Trump Abandons Attempts to Rush Census and Use Citizenship Data Improperly

In a lawsuit challenging plans aimed at undercounting communities of color, the administration agreed not to send data to the White House before Biden is inaugurated.

census
Adria Fruitos

In a win for the integ­rity of the census, on Friday the Trump admin­is­tra­tion agreed not to release popu­la­tion numbers or any citizen­ship data before Pres­id­ent-Elect Joe Biden takes office on Janu­ary 20.

The agree­ment, approved late Friday by a federal court, comes in a lawsuit chal­len­ging the admin­is­tra­tion’s efforts to rush the decen­nial count to a close before Pres­id­ent Trump leaves office, which would have opened the door for him to illeg­ally manip­u­late the count. It repres­ents a signi­fic­ant victory for the coali­tion of civil rights groups, civil soci­ety organ­iz­a­tions, and tribal and local govern­ments who brought the case, repres­en­ted by the Bren­nan Center, the Lawyers’ Commit­tee for Civil Rights Under Law, and the law firm Latham & Watkins LLP.

The admin­is­tra­tion’s reversal provides the Census Bureau with more time to process the numbers that will be used to reap­por­tion the House and redraw elect­oral maps across the coun­try.
-=-=-=-=-
= Aim of the exercise =
Extend the census lawsuit article above by writing the next few paragraphs, starting right after its final sentence and keeping its news-report tone.
-=-=-=-=-
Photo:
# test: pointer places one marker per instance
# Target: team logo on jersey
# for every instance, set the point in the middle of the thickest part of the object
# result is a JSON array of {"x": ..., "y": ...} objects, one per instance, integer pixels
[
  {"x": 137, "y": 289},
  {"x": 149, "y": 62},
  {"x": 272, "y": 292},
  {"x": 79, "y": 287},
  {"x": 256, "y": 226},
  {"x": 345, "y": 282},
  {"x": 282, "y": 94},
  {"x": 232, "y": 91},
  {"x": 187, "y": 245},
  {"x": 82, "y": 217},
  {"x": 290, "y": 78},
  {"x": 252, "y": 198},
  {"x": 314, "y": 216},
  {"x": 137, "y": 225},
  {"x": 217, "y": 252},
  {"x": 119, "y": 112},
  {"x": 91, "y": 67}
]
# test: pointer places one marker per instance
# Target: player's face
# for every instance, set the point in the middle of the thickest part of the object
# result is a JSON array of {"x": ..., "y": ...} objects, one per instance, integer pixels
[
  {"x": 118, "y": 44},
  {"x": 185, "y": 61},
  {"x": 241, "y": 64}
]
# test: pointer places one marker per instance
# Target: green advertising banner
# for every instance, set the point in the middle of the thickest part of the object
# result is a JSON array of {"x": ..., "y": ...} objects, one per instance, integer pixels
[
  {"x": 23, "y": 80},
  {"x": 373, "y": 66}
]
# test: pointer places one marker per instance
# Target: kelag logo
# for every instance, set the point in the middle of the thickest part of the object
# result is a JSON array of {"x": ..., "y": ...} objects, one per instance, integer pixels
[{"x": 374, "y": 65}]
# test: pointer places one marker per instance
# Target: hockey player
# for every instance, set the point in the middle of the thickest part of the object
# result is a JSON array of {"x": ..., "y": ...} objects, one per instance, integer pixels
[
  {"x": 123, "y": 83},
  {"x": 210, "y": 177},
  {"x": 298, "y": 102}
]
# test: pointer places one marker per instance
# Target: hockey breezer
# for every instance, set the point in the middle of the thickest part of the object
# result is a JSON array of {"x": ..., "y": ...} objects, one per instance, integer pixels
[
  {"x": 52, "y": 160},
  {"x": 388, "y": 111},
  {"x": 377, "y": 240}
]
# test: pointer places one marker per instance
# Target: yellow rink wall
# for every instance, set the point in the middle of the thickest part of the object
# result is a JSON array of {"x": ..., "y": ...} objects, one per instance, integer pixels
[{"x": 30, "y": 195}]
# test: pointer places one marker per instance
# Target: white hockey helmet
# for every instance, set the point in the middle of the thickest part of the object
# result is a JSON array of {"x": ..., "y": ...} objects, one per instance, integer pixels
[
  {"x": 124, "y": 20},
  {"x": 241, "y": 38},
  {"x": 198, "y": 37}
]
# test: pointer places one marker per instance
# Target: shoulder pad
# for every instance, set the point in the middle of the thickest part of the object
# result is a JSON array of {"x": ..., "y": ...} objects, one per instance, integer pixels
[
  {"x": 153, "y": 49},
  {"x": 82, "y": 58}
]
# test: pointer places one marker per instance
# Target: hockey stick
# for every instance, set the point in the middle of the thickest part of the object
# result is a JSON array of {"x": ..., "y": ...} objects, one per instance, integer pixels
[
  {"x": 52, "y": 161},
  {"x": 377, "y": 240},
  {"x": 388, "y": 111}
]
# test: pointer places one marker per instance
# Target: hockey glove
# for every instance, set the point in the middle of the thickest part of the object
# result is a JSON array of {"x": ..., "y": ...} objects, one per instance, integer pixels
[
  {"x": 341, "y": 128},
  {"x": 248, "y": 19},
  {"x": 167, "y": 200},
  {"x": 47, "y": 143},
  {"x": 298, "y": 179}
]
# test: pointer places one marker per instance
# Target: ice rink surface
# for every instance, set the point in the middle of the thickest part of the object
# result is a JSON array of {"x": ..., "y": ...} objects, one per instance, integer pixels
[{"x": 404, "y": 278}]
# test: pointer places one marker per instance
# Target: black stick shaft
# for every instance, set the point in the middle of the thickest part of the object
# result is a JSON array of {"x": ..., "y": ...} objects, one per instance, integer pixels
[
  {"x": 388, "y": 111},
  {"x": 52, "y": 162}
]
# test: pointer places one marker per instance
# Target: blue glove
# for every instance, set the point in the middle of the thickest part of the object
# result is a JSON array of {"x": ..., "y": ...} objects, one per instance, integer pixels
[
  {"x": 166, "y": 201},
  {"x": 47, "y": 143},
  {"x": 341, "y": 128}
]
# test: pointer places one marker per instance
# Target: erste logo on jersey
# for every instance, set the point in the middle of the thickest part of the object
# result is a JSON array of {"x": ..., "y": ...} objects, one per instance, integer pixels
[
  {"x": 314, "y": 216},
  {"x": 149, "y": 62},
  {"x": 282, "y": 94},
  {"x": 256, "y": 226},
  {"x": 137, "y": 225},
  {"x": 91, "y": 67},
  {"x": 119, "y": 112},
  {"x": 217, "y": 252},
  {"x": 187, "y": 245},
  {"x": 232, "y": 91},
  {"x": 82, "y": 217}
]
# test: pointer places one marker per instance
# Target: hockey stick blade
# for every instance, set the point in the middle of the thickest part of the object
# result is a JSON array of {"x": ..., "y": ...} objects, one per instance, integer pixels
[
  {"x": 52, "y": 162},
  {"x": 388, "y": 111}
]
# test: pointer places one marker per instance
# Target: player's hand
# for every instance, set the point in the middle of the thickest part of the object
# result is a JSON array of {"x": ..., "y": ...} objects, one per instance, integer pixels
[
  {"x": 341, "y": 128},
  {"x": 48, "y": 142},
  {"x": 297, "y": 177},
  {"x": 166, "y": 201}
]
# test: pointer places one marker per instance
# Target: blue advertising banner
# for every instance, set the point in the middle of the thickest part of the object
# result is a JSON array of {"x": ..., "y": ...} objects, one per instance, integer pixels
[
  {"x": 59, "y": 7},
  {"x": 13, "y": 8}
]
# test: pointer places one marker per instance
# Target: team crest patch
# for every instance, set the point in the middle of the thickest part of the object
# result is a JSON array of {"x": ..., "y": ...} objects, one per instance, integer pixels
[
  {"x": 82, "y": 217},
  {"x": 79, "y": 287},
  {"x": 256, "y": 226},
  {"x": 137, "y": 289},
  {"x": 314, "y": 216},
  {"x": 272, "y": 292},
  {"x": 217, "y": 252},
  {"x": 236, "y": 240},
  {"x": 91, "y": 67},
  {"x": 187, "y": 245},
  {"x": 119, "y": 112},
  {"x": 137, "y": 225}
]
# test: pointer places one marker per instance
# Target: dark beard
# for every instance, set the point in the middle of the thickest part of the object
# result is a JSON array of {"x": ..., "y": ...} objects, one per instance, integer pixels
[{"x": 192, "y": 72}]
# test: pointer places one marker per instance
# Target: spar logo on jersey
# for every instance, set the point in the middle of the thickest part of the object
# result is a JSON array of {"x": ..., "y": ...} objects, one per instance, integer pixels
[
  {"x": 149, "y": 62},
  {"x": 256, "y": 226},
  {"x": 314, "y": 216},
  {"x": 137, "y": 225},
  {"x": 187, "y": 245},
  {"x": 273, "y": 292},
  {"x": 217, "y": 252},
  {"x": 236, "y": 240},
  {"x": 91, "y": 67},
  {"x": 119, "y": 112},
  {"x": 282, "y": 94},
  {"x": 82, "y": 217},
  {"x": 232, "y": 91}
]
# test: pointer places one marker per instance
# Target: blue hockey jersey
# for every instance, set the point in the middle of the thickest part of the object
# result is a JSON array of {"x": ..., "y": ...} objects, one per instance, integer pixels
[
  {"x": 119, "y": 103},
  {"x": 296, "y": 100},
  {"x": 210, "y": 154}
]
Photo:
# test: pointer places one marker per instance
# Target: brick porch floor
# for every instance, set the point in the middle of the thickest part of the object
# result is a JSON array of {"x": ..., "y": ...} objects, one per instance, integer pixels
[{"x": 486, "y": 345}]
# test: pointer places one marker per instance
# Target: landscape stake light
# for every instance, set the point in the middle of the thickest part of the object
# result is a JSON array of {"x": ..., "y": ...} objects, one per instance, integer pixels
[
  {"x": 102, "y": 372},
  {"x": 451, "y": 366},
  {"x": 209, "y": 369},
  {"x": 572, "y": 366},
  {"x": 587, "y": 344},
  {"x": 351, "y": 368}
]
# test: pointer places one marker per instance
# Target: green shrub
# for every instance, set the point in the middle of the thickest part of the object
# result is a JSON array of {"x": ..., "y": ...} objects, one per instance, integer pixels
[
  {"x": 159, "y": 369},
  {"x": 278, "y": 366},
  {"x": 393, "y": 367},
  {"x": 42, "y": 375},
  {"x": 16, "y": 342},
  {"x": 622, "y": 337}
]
-=-=-=-=-
= Response to this task =
The Trump admin­is­tra­tion had attemp­ted to accel­er­ate census data collec­tion and processing oper­a­tions to send popu­la­tion numbers for appor­tion­ment to the pres­id­ent by Decem­ber 31, 2020, instead of April 30, 2021, as the Census Bureau had planned under a delayed sched­ule devised to cope with the coronavirus pandemic. That unex­plained rush posed a seri­ous danger to correctly count­ing people of color and their chance for a fair share of repres­ent­a­tion and federal fund­ing. The plaintiffs had previ­ously succeeded in extend­ing the census count to Octo­ber 15, but Trump admin­is­tra­tion offi­cials contin­ued to press the Census Bureau to deliver census totals to Trump before his term ends.

The agree­ment also means that the admin­is­tra­tion cannot move forward with its attempt to imple­ment Trump’s uncon­sti­tu­tional plan to exclude undoc­u­mented people from the count. (Multiple federal courts had declared that plan illegal before the Supreme Court last month declared the memor­andum prema­ture for judi­cial review, open­ing the possib­il­ity that the Trump admin­is­tra­tion would carry it out.)

Judge Lucy Koh of the United States District Court for the North­ern District of Cali­for­nia approved the agree­ment. In exchange for not releas­ing the numbers before Inaug­ur­a­tion Day, the federal govern­ment received a three-week pause in the case to give the Biden admin­is­tra­tion an oppor­tun­ity to assess its posi­tion going forward.

The admin­is­tra­tion’s attempts to politi­cize and inter­fere with the census brought years of chaos, threat­en­ing the accur­acy and integ­rity of the count. Now, instead of facing an arti­fi­cial dead­line of complet­ing the task before Trump leaves office, the Census Bureau will have more time to work on the numbers before they are released.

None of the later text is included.